**Exercise aim**
Produce a verbatim copy of the entries listed below.

Collected data
----

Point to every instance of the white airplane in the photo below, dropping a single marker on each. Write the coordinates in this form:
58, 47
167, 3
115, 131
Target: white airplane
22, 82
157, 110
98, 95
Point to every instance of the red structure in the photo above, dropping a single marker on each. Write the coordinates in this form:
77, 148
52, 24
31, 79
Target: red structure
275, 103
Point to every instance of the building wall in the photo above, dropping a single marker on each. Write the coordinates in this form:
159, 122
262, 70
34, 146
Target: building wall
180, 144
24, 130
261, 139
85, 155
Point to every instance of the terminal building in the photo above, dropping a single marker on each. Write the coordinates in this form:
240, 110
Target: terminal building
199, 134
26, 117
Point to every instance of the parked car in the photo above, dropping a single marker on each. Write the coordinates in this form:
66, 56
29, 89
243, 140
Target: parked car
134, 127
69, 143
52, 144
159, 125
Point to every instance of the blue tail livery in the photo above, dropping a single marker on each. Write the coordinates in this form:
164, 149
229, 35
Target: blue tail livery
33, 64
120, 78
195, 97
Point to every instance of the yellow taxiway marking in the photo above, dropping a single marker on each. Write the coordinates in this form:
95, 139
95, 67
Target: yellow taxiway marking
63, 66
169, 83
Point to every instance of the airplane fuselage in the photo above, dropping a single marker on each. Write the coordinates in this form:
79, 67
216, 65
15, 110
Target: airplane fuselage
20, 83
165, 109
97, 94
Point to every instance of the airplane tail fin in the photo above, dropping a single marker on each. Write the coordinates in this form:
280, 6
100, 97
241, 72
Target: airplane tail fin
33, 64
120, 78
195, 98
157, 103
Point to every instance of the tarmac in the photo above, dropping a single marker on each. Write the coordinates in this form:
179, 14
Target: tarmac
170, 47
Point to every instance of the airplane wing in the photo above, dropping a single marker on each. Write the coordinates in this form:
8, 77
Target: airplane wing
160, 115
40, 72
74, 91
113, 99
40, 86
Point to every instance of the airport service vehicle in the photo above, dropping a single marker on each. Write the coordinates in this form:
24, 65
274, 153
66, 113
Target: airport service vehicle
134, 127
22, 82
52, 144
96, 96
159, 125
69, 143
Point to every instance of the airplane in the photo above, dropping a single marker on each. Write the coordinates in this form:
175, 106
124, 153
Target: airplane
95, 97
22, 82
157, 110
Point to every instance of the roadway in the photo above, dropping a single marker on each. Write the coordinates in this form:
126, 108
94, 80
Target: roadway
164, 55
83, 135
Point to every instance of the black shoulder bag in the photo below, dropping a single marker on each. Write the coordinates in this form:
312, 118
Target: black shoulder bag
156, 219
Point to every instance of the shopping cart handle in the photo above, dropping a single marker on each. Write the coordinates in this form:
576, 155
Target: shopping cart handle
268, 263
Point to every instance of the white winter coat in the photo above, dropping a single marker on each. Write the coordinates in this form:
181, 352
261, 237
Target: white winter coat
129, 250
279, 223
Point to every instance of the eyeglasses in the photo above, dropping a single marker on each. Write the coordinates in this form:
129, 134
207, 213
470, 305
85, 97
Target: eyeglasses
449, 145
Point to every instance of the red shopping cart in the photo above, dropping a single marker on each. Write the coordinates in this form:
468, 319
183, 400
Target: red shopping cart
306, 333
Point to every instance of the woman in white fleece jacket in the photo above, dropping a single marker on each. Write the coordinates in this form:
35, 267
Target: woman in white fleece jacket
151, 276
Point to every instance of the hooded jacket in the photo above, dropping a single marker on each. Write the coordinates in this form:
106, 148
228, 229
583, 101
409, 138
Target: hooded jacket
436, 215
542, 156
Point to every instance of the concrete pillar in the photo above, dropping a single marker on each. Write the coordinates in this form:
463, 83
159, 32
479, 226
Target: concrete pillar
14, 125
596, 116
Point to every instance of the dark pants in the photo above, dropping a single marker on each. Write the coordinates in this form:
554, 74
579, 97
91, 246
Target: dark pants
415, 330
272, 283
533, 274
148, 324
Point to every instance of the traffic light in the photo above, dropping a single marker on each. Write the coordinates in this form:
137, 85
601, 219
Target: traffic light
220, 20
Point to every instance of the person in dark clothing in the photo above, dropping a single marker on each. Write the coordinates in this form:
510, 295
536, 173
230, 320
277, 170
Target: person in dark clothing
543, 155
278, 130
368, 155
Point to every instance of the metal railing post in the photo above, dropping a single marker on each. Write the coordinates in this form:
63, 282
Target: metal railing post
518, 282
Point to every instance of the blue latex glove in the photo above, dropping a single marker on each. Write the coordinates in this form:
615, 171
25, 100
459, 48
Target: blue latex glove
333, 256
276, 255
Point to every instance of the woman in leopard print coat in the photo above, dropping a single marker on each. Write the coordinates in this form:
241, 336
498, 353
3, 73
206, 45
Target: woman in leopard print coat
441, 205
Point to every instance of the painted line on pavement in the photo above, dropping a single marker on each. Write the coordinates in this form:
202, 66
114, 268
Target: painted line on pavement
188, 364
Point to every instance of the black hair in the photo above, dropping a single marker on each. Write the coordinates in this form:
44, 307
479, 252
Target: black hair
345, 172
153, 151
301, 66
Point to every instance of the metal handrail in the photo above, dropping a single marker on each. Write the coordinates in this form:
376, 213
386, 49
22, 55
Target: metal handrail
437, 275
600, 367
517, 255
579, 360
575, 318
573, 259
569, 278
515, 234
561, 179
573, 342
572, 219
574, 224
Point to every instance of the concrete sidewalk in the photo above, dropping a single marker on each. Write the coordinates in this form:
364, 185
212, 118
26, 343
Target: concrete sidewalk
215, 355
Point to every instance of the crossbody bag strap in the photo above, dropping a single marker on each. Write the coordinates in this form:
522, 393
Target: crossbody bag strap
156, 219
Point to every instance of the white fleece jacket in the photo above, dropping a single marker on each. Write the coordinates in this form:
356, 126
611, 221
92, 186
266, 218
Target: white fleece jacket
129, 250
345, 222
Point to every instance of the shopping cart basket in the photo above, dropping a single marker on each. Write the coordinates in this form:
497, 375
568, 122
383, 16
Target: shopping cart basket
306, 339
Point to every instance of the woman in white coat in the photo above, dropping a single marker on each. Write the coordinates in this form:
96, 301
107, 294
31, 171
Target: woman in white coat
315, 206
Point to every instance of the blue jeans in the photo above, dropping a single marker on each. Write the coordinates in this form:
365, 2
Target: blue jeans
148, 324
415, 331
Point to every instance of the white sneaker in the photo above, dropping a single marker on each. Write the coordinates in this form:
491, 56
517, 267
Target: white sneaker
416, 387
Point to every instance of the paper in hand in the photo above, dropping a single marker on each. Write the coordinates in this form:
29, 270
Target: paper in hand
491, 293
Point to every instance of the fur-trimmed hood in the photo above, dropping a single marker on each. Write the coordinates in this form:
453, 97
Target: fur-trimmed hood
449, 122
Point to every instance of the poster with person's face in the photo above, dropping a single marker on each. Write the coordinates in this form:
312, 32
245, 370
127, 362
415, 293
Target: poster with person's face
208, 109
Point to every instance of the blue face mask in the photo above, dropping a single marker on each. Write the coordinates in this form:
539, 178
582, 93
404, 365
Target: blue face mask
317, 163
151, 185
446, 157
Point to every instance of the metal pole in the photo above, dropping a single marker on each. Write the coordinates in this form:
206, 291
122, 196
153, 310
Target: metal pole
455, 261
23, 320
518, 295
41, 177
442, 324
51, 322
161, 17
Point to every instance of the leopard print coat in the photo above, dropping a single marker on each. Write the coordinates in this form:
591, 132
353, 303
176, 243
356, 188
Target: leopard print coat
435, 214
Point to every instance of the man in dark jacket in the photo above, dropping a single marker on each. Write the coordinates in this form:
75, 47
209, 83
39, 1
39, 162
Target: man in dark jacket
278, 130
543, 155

----

**Correct response**
Point to every instance of the white airplane in the photo below, dropping a single marker on each. Write the coordinates in this form:
58, 47
167, 3
115, 131
Target: white airplane
22, 82
157, 110
98, 95
Point to every instance of the red structure in the photo above, dropping a single marker on each. Write the coordinates in this form:
77, 148
52, 24
31, 79
Target: red structure
275, 103
Point to every instance of the building wall in the photo above, dropping a single marker on each. Write the coordinates in this form:
159, 122
262, 70
34, 146
Target: building wall
180, 144
24, 130
261, 139
85, 155
Point to every instance of the terminal building in the photo above, dropping a single marker on each. Write the coordinates in this form:
240, 110
Target: terminal building
199, 134
26, 117
Point to every instance of the parked car in the photo above, dropping a single marker on each. Write the coordinates in this form:
66, 56
29, 89
243, 140
Target: parked car
134, 127
69, 143
52, 144
159, 125
Point to every instance of the blue tail livery in the photo above, dropping a single marker on each. Write the coordinates in this form:
164, 149
229, 35
Target: blue tail livery
33, 64
120, 78
195, 97
Point to every instance of the yellow taxiway marking in the photo above, dropping a single marker on each. Write the coordinates in this form:
95, 139
95, 67
Target: yellow taxiway marking
63, 66
169, 83
Point to every instance of the airplane fuselage in the photo above, dropping a single marker on each. Write the coordinates in this form:
79, 67
216, 65
15, 110
Target: airplane fuselage
20, 83
165, 109
97, 94
Point to every instance of the airplane tail fin in the photo above, dropping a single marker on each. Write the coordinates in this form:
280, 6
100, 97
241, 72
Target: airplane tail fin
33, 64
120, 78
195, 98
157, 103
Point to every instance of the tarmac in the photo above, dropping a single marker on each. Write the coordinates in this form:
179, 14
Target: tarmac
170, 47
Point to every instance of the airplane wing in the photo above, dropping a single marker on each. Write the coordinates in this form:
8, 77
Target: airplane wing
160, 115
40, 72
74, 91
113, 99
40, 86
Point to every instance of the airport service vehicle in the photo above, dropping a single marker on each. Write the coordinates in this form:
24, 65
274, 153
66, 113
Target: airport service vehicle
134, 127
22, 82
52, 144
96, 96
159, 125
69, 143
Point to every instance of the airplane in the photo above, dropping a single marker on each. Write the coordinates in this form:
175, 106
124, 153
Target: airplane
95, 97
22, 82
157, 110
Point to every instance of the roadway in the photo above, dropping a single marker on each. Write the coordinates in this form:
126, 108
94, 80
Target: roadway
164, 55
83, 135
Point to every instance of the black shoulder bag in the photo below, dropping a single marker on each. Write the coordinates in this form:
312, 118
Target: black shoulder bag
156, 219
Point to every instance of the shopping cart handle in the photo above, dropping a single marker on each. Write the coordinates in this form:
576, 155
Target: shopping cart handle
268, 263
Point to every instance of the white winter coat in the photo above, dropping a single marker on each. Write the coordinates in this form:
181, 352
261, 237
Target: white winter coat
129, 250
279, 223
Point to every instance of the eyeglasses in the photo above, dropping a single marker on each. Write the coordinates in this form:
129, 134
207, 213
470, 305
85, 97
Target: eyeglasses
449, 145
Point to every instance of the red shopping cart in the photo above, dropping a single marker on each. Write the coordinates in this form:
468, 319
183, 400
Target: red shopping cart
306, 333
Point to every instance of the woman in white fleece jacket in the photo above, dropping a single marker on each. Write the coordinates in this form:
35, 267
Target: woman in white fleece jacket
151, 276
Point to every instance of the hooded jacket in the photo above, dropping a single marker on each. Write the coordinates in this form:
106, 148
228, 229
583, 101
409, 138
Target: hooded jacket
436, 215
542, 156
Point to every instance of the concrete pillar in the photo above, dropping a single marker on each. Write the coordinates in this form:
463, 83
159, 32
479, 226
Target: concrete pillar
14, 125
596, 116
Point to every instance of the dark pants in the photo above, dropping a single marker on each. Write the coordinates in this form:
554, 74
579, 97
91, 246
Target: dark pants
415, 330
272, 283
533, 274
148, 324
Point to every instance of the traffic light in the photo above, dropping a single marker on each. Write the coordinates in this form:
137, 85
601, 219
Target: traffic light
220, 20
Point to every instance of the person in dark clothing in the photo above, dropping a single marker on each. Write the coordinates in this form:
510, 295
536, 173
230, 320
277, 170
Target: person in dark clothing
543, 155
278, 130
368, 155
Point to every instance of the metal railing post in the photo above, dropping a single marker on each. Write the coordinates in this form:
63, 282
Target: metal railing post
518, 282
Point to every instance of the blue latex glove in the photo above, dropping a single marker on each. Write the coordinates in this form:
615, 171
25, 100
459, 48
Target: blue latex glove
333, 256
276, 255
Point to every instance of the woman in leopard print coat in the photo above, dropping a single marker on each. Write the coordinates in this form:
241, 336
498, 353
3, 73
206, 45
Target: woman in leopard print coat
441, 205
Point to every instance of the painted line on pavement in the photo above, dropping a single marker on each. Write the coordinates in this form:
202, 66
114, 268
Target: painted line on pavement
188, 364
Point to every instance of the black hair in the photo above, dropping a single marker on each. Write the coordinates in this form:
44, 307
479, 252
Target: black hair
345, 172
153, 151
301, 66
Point to every instance of the metal handrail in the photo above, dropping a single marker on each. Write the coordinates in this form:
376, 213
386, 49
22, 55
Target: metal handrail
437, 275
600, 367
517, 255
579, 360
575, 318
573, 259
569, 278
515, 234
561, 179
573, 342
572, 219
574, 224
Point to every instance of the concrete sidewalk in the photo above, dropping a single marker on each. Write the coordinates in this form:
364, 185
212, 118
26, 343
Target: concrete sidewalk
215, 355
Point to every instance of the crossbody bag strap in the photo above, dropping a single marker on each. Write the coordinates in this form:
522, 393
Target: crossbody bag strap
156, 219
Point to every instance of the white fleece jacket in the photo above, dropping a single marker on each. Write the coordinates in this form:
356, 126
611, 221
92, 186
266, 218
Target: white fleece jacket
129, 250
345, 222
Point to every instance of the shopping cart basket in the photo above, dropping a single marker on each. Write the coordinates in this form:
497, 375
568, 122
383, 16
Target: shopping cart basket
306, 339
Point to every instance of the woman in white coat in the photo above, dropping a single marker on each. Write the coordinates in this form:
96, 301
107, 294
31, 171
Target: woman in white coat
315, 206
Point to every instance of the blue jeans in the photo above, dropping a single marker on each. Write the coordinates in this form:
365, 2
Target: blue jeans
148, 324
415, 331
Point to every instance of the white sneaker in the photo above, dropping a single marker on each. Write the coordinates in this form:
491, 56
517, 267
Target: white sneaker
416, 387
Point to every instance of the paper in hand in the photo above, dropping a single marker on each. Write the coordinates in this form:
29, 270
Target: paper in hand
491, 293
Point to every instance of the fur-trimmed hood in the photo above, dropping a single marker on each. Write the coordinates in this form:
453, 97
Target: fur-trimmed hood
449, 122
Point to every instance of the poster with person's face in the photo above, dropping a single marker on each. Write the coordinates in this form:
312, 32
245, 370
127, 362
415, 293
Target: poster with person's face
208, 109
Point to every instance of the blue face mask in the photo above, dropping a single marker on each. Write the coordinates in this form:
539, 178
582, 93
404, 365
Target: blue face mask
317, 163
151, 185
446, 157
Point to every instance of the metal pole in the photo above, dropping a single marker on each. Write the coordinates in this form:
206, 291
122, 196
153, 310
Target: metal pole
455, 261
23, 320
518, 295
41, 177
442, 324
51, 322
161, 17
Point to every instance of the leopard print coat in the photo above, dropping a single marker on each. Write the coordinates in this form:
591, 132
353, 303
176, 243
356, 188
Target: leopard print coat
435, 214
Point to every instance of the man in dark jacket in the photo above, dropping a single marker on each. Write the coordinates in this form:
75, 47
209, 83
39, 1
39, 162
Target: man in dark jacket
278, 130
543, 155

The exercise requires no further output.